◆ WHAT YOU NEED TO DO:
(1) From the passage on human-in-the-loop development, list every feature it names for a system like AgenticOS.
(2) In the passage on human-in-the-loop development, change "Telegram" to "Slack" and write out the part starting with "Consider the traditional" and going on through "Meeting-driven architecture decisions.".
(3) Write what comes next in the passage on human-in-the-loop development, picking up after its final sentence.

*** DOCUMENT SECTION

The model is human-in-the-loop at scale. One human orchestrator. Multiple AI agents, each with a role. The human doesn’t write every line — but makes every architectural decision, evaluates every trade-off, and passes final judgment on every merge. The AI agents don’t operate autonomously — they operate under direction, with clear task boundaries and quality gates between each step.

Consider the traditional alternative. A system like AgenticOS — 10 services, event sourcing, distributed execution, a visual editor, secret management, CLI, Telegram integration, full observability — would traditionally require a team of 8-10 engineers working 18-24 months. Millions in salary. Months of coordination overhead. Meeting-driven architecture decisions.

The human-in-the-loop model compresses this. Not by cutting corners, but by eliminating the communication overhead that dominates traditional teams. There’s no “let me sync with the backend team” when the same orchestrator holds the full context. There’s no “we’ll discuss this in the architecture review” when the architecture agent and the review agent can iterate in the same afternoon. The half-day sprint becomes possible because the bottleneck is no longer parallel human coordination — it’s sequential human judgment.

******
*** RECORDED INFORMATION

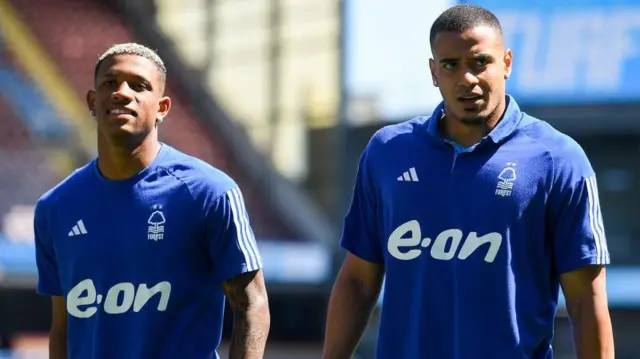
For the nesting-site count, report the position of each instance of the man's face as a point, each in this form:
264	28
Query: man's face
127	99
470	69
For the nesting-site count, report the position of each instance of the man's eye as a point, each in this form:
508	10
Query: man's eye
482	61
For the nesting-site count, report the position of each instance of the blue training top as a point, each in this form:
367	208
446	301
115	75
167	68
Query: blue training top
141	261
473	240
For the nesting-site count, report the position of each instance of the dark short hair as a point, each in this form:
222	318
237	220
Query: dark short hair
460	18
131	48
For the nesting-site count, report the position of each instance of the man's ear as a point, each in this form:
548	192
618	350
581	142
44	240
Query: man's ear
432	68
165	107
91	102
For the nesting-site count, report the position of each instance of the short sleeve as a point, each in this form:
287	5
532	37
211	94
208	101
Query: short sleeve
577	226
232	243
359	233
48	276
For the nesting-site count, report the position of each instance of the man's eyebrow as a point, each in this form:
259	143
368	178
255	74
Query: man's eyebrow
111	74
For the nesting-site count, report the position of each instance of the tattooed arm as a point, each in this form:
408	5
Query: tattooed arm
247	297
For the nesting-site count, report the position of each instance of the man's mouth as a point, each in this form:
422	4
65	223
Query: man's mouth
122	111
470	98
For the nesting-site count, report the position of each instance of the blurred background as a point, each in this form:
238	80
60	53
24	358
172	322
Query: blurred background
283	95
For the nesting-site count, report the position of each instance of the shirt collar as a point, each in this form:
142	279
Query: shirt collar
505	127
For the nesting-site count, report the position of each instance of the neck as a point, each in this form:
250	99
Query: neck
119	161
468	134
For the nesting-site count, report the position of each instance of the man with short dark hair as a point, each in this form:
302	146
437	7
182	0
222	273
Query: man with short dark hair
139	248
474	216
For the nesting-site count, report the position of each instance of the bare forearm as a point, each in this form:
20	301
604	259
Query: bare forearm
58	345
350	309
592	332
250	332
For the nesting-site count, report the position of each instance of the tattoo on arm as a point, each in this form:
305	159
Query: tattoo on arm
247	298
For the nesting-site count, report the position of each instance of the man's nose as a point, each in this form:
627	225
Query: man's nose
123	92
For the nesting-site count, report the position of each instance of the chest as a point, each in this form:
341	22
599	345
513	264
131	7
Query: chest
474	207
129	236
462	188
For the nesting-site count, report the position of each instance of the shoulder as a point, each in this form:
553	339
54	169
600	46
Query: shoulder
200	177
401	133
564	151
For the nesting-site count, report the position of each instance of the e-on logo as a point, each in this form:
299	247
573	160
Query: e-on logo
399	239
120	298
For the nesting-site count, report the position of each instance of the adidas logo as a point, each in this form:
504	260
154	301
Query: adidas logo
78	229
409	176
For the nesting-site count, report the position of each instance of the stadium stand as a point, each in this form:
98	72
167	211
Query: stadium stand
74	32
47	56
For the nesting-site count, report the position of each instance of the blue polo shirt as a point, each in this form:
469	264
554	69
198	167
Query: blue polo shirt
473	240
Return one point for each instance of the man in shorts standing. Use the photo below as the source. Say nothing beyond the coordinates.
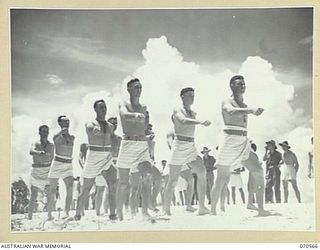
(235, 149)
(62, 165)
(183, 150)
(42, 153)
(134, 157)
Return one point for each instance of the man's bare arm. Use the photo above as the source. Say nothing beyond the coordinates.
(227, 106)
(129, 115)
(188, 121)
(33, 150)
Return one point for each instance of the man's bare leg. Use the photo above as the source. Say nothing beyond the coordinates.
(224, 196)
(111, 178)
(223, 175)
(87, 185)
(146, 193)
(250, 205)
(296, 189)
(99, 198)
(33, 198)
(187, 175)
(121, 190)
(155, 190)
(198, 168)
(68, 181)
(233, 194)
(252, 164)
(169, 189)
(135, 182)
(51, 196)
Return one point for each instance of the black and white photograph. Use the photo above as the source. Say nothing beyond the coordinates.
(162, 119)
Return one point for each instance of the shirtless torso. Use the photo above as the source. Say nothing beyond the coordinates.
(134, 125)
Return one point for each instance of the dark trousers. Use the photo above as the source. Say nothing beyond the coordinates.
(273, 183)
(195, 198)
(210, 182)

******

◆ ANSWERS FOR THE TASKS:
(1) 10 services, event sourcing, distributed execution, a visual editor, secret management, CLI, Telegram integration, full observability

(2)
Consider the traditional alternative. A system like AgenticOS — 10 services, event sourcing, distributed execution, a visual editor, secret management, CLI, Slack integration, full observability — would traditionally require a team of 8-10 engineers working 18-24 months. Millions in salary. Months of coordination overhead. Meeting-driven architecture decisions.

(3)
Cross-model review deserves special mention. When one AI model implements a feature and a different model reviews it, you get genuine second opinions. Not because the models have different “personalities” — but because they have different training data, different architectures, different failure modes, and different blind spots. A bug that Claude Sonnet introduces, Gemini catches. An over-abstraction that one model creates, Codex flags as unnecessary. Code generated by one provider gets stress-tested by another. This isn’t rubber-stamp review. It’s adversarial quality improvement across provider boundaries.

Getting Started

The fastest path to running AgenticOS is the hub-only Docker Compose deployment. Every service pulls from Docker Hub — no compilation, no build tools, no JDK required.

# Clone the repository
git clone https://github.com/alexejsailer/agentic-nets.git
cd agentic-nets/deployment

# Configure environment
cp .env.template .env
# Edit .env with your settings (LLM provider, API keys, etc.)

# Start everything
docker compose -f docker-compose.hub-only.yml up -d

# GUI:      http://localhost:4200
# Grafana:  http://localhost:3000 (admin/admin)
# Node API: http://localhost:8080
# Master:   http://localhost:8082

For contributors who want to modify the source-available services, the hybrid deployment builds those locally while pulling closed-source images from Docker Hub:

# Hybrid mode: build OSS locally, pull core from Hub
docker compose up -d

The repository is available on GitHub this week. Star it, clone it, break it, build on it.

What’s Next

Community contributions — The source-available services are ready for pull requests. Build new executors, add CLI providers, extend the Telegram bot, improve the monitoring dashboards.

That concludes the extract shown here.